DATA SHOWN Start Marker

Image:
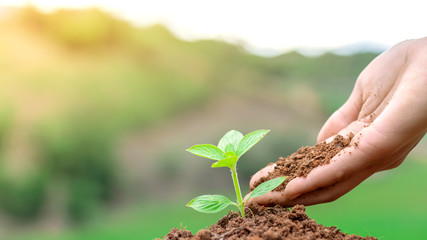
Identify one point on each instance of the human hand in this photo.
(387, 112)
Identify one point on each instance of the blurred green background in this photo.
(95, 115)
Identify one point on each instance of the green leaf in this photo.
(234, 137)
(226, 162)
(209, 203)
(250, 140)
(266, 187)
(208, 151)
(230, 148)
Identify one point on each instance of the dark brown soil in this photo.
(265, 223)
(300, 163)
(277, 223)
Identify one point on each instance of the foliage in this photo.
(230, 148)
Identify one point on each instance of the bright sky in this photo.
(270, 26)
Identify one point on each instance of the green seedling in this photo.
(230, 148)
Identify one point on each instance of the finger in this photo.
(342, 117)
(261, 173)
(322, 195)
(330, 193)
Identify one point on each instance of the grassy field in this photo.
(389, 206)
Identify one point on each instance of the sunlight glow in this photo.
(269, 26)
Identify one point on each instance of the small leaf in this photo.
(230, 148)
(209, 203)
(226, 162)
(266, 187)
(208, 151)
(234, 137)
(250, 140)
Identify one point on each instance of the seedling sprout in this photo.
(230, 148)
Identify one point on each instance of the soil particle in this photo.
(300, 163)
(265, 223)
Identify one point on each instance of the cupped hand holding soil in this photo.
(387, 111)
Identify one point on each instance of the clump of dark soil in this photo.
(277, 223)
(268, 223)
(305, 159)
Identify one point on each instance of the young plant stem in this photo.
(238, 192)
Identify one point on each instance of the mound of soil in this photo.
(268, 223)
(277, 223)
(300, 163)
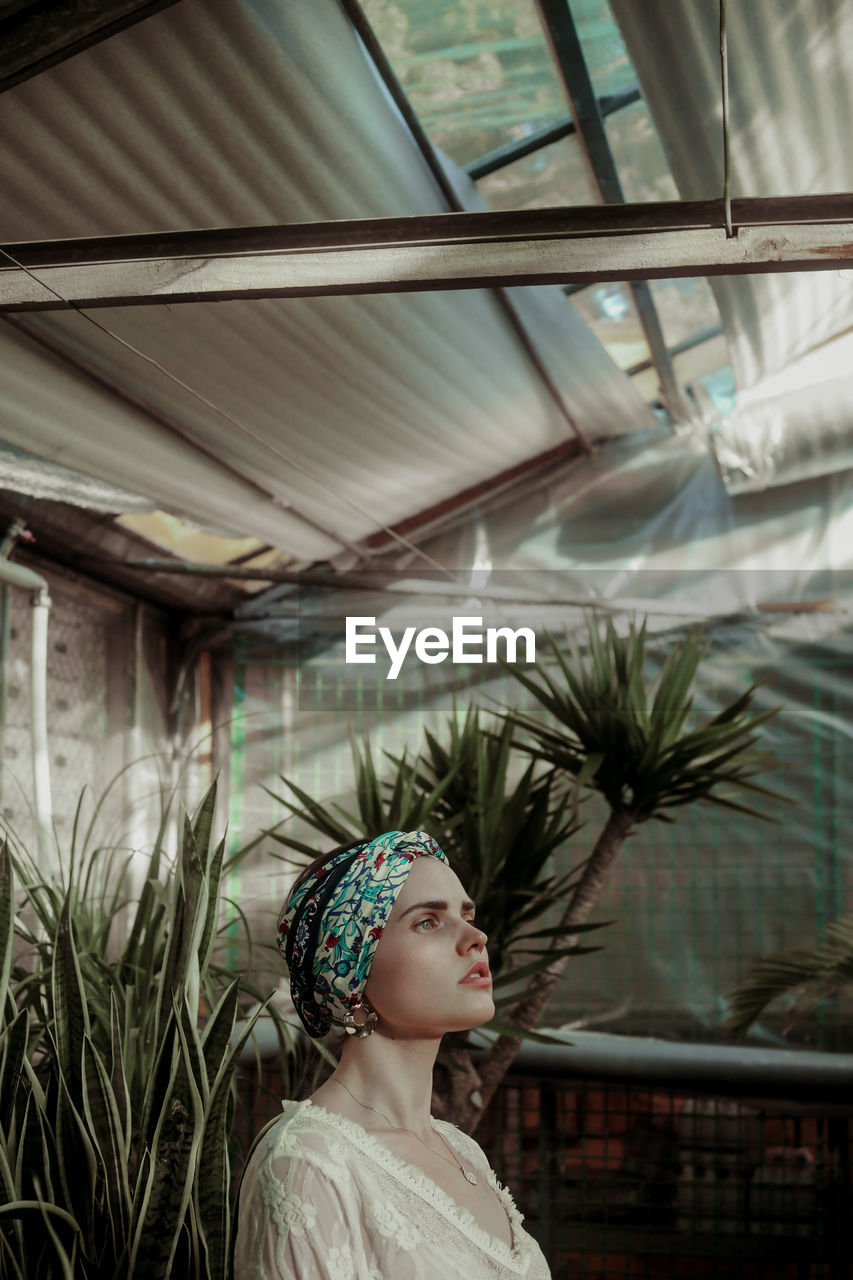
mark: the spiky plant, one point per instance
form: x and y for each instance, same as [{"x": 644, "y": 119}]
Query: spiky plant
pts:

DATA SHOWN End Marker

• WHAT THIS TASK INVOLVES: The result is a copy of every line above where the word "spiky" shows up.

• SOLUTION FOR THIS TASK:
mark: the spiky plant, one point per instance
Query: spiky plant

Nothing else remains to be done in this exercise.